=== TEXT ===
━━━━━━━━━━━━━━━━━━━━

2009–10 Albanian Cup

Tournament details
- Country: Albania

Final positions
- Champions: Besa
- Runners-up: Vllaznia

= 2009–10 Albanian Cup =

2009–10 Albanian Cup was the fifty-eighth season of Albania's annual cup competition. It began on 23 September 2009 with the First Preliminary Round. The winners of the competition qualified for the second qualifying round of the UEFA Europa League. Flamurtari were the defending champions.

The rounds were played in a two-legged format similar to those of European competitions. If the aggregated score is tied after both games, the team with the higher number of away goals advances. If the number of away goals is equal in both games, the match is decided by extra time and a penalty shootout, if necessary.

==Preliminary Tournament==
In order to reduce the number of participating teams for the First Round to 32, a preliminary tournament was played. Only teams from the Kategoria e Dytë (third level) were allowed to enter. Each Kategoria e Dytë group played its own tournament. In contrast to the main tournament, the preliminary tournament was held as a single-leg knock-out competition.

===First Preliminary Round===
Games were played on 23 September 2009.

| Team 1 | Score | Team 2 |
|---|---|---|
| Naftëtari | 0–1 (a.e.t.) | Çlirimi |
| Adriatiku | 2–0 | Korabi |
| Erzeni | 2–4 | Iliria |
| Luzi 2008 | w/o | Përparimi |
| Vlora | 2–1 | Këlcyra |
| Tomori | 2–0 | Përmeti |
| Domozdova | 2–1 | Maliqi |
| Delvina | 5–0 | Himara |

===Second Preliminary Round===
Games were played on 30 September 2009.

| Team 1 | Score | Team 2 |
|---|---|---|
| Luzi 2008 | 2–1 | Çlirimi |
| Adriatiku | 2–1 | Iliria |
| Vlora | 5–3 | Delvina |
| Tomori | 4–1 | Domozdova |

==First round==
All twenty-eight teams of the 2009–10 Superiore and Kategoria e Parë entered in this round, along with the four Second Preliminary Round winners. First legs were played on 21 October 2009 and the second legs were played on 4 November 2009.

- Notes
- ^{1} The match was awarded to Teuta by 3–0 after Vlora did not secure their ground.

━━━━━━━━━━━━━━━━━━━━

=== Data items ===
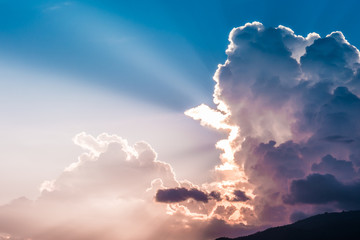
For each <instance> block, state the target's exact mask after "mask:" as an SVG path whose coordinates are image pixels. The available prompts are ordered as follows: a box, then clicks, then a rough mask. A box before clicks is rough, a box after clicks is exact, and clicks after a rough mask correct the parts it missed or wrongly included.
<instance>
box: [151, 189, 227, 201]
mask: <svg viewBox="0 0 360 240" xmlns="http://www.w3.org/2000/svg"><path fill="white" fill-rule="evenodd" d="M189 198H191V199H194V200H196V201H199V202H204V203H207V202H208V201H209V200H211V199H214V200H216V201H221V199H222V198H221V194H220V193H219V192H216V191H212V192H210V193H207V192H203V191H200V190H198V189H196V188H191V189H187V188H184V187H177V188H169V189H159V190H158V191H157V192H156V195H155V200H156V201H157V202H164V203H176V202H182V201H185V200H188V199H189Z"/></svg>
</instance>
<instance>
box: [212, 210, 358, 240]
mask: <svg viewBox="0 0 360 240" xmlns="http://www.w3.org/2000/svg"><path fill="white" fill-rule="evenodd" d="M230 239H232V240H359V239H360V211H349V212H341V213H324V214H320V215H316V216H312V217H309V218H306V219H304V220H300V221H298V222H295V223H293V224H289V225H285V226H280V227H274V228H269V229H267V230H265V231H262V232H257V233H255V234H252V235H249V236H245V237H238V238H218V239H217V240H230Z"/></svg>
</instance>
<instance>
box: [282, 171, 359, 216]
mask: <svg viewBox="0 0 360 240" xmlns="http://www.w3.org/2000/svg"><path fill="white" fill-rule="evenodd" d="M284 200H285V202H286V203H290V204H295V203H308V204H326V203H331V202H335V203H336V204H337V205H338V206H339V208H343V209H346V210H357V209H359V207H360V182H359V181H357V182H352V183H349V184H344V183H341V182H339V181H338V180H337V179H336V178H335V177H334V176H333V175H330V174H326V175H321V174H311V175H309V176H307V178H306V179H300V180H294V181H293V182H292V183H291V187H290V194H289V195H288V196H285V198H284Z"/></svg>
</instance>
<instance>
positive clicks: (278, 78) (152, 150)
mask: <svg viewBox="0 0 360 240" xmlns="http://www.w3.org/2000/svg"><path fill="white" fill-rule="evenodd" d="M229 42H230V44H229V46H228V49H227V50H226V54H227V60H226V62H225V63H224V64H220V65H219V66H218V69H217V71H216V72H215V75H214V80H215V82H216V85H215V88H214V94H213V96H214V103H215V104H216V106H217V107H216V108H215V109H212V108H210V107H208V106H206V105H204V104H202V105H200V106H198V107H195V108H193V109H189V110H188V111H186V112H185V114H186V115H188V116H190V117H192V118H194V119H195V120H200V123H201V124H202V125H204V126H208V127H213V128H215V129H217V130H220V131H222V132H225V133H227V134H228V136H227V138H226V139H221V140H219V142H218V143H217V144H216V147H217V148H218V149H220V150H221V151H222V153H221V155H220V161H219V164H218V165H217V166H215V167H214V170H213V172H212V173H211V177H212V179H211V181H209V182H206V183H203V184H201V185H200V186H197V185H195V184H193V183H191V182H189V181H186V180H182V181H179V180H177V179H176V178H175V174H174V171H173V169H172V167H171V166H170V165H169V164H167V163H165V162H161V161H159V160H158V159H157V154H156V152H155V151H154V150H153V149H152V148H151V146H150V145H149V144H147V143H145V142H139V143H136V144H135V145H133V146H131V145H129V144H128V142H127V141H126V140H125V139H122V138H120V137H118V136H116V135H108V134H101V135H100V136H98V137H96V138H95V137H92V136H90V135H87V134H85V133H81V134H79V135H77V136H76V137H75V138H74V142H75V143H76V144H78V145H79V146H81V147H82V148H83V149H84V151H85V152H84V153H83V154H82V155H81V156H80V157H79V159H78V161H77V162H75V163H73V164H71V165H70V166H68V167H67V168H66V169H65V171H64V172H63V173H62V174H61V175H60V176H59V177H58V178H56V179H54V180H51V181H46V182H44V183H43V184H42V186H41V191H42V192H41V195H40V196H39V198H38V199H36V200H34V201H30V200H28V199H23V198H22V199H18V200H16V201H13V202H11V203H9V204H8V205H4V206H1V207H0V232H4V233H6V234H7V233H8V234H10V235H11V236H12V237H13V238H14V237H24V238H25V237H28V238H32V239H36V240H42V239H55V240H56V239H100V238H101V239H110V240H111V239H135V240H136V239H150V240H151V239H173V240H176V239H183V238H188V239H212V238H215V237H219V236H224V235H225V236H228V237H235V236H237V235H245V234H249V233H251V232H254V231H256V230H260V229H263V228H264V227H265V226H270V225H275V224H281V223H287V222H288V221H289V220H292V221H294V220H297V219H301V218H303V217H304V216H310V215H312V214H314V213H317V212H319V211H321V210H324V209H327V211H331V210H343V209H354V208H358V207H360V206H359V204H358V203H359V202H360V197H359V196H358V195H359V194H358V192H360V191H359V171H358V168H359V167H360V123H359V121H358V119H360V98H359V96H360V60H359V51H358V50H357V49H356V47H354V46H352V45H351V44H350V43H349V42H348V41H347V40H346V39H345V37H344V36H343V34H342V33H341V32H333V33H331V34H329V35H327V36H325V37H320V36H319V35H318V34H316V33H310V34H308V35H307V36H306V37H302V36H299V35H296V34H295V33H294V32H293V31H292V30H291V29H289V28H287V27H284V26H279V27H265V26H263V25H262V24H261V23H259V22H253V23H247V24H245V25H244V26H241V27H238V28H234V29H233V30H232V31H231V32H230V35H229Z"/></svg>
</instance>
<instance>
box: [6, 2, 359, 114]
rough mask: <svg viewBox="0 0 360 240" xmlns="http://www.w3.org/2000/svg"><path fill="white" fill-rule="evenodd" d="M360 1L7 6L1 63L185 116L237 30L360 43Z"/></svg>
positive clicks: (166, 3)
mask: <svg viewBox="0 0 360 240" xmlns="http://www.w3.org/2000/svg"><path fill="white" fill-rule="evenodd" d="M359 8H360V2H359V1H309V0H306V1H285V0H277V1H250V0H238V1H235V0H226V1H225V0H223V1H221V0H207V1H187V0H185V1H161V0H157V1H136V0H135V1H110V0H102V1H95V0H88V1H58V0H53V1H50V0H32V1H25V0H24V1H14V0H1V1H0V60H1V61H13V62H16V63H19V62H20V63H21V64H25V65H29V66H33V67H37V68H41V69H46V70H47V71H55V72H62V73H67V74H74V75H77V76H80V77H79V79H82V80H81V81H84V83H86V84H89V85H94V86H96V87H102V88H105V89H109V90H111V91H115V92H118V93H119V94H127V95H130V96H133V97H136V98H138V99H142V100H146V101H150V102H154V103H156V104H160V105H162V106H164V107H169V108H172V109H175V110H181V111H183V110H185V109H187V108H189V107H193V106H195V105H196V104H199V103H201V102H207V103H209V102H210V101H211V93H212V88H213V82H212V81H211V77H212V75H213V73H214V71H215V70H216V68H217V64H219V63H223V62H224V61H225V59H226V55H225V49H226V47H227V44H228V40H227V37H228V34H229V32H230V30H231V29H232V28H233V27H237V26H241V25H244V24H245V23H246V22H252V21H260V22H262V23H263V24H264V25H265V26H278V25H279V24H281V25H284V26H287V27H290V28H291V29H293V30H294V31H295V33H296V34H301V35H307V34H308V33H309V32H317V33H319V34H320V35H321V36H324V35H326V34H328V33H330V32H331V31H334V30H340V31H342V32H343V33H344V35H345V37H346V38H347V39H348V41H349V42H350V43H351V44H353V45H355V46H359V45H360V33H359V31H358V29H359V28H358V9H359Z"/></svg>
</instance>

━━━━━━━━━━━━━━━━━━━━

=== THINGS TO DO ===
**A)** Swap "away goals" for "road goals" in the Albanian Cup text, and give the passage from "The rounds were" to "single-leg knock-out competition." with that change.
**B)** Answer these questions from the Albanian Cup text:
(i) On what date did the competition begin?
(ii) Which team were the defending champions?
(iii) What was the score when Tomori played Domozdova in the Second Preliminary Round?
**C)** Finish out the next part of the 2009–10 Albanian Cup article, starting after its last line.

=== RESPONSES ===
**A)**
The rounds were played in a two-legged format similar to those of European competitions. If the aggregated score is tied after both games, the team with the higher number of road goals advances. If the number of road goals is equal in both games, the match is decided by extra time and a penalty shootout, if necessary.

==Preliminary Tournament==
In order to reduce the number of participating teams for the First Round to 32, a preliminary tournament was played. Only teams from the Kategoria e Dytë (third level) were allowed to enter. Each Kategoria e Dytë group played its own tournament. In contrast to the main tournament, the preliminary tournament was held as a single-leg knock-out competition.

**B)**
(i) 23 September 2009
(ii) Flamurtari
(iii) 4–1

**C)**
| Team 1 | Agg.Tooltip Aggregate score | Team 2 | 1st leg | 2nd leg |
|---|---|---|---|---|
| Luzi 2008 | 3–4 | Tirana | 3–1 | 0–3 |
| Adriatiku | 2–5 | Dinamo Tirana | 2–3 | 0–2 |
| Memaliaj | 1–4 | Shkumbini | 1–2 | 0–2 |
| Pogradeci | 1–3 | Besa | 1–2 | 0–1 |
| Besëlidhja | 2–6 | Laçi | 1–2 | 1–4 |
| Sopoti | 1–6 | Kastrioti | 0–3 | 1–3 |
| Turbina | 1–3 | Bylis | 1–0 | 0–3 |
| Burreli | 1–3 | Lushnja | 0–0 | 1–3 |
| Vlora | 0–4 | Teuta | 0–3^{1} | 0–1 |
| Gramshi | 0–3 | Flamurtari | 0–3 | 0–0 |
| Bilisht Sport | 3–8 | Apolonia | 3–1 | 0–7 |
| Skrapari | 10–12 | Skënderbeu | 5–3 | 5–9 |
| Luftëtari | 2–7 | Gramozi | 1–3 | 1–4 |
| Ada | 1–2 | Partizani | 0–0 | 1–2 |
| Dajti | 2–1 | Elbasani | 2–1 | 0–0 |
| Tomori | 1–9 | Vllaznia | 0–4 | 1–5 |

==Second round==
In this round enter the 16 winners from the previous round. The first legs took place on 25 November and the second legs took place on 10 December.

| Team 1 | Agg.Tooltip Aggregate score | Team 2 | 1st leg | 2nd leg |
|---|---|---|---|---|
| Partizani | 1–3 | Teuta | 1–1 | 0–2 |
| Bylis | 2–3 | Dinamo Tirana | 1–0 | 1–3 |
| Lushnja | 3–4 | Tirana | 2–2 | 1–2 |
| Dajti | 3–5 | Vllaznia | 1–3 | 2–2 |
| Kastrioti | 1–2 | Shkumbini | 1–1 | 0–1 |
| Gramozi | 2–1 | Flamurtari | 1–0 | 1–1 |
| Skënderbeu | 2–2 | Apolonia | 1–0 | 1–2 |
| Laçi | 1–2 | Besa | 0–1 | 1–1 |

==Quarter-finals==
In this round enter the 8 winners from the previous round. The games are scheduled as shown below.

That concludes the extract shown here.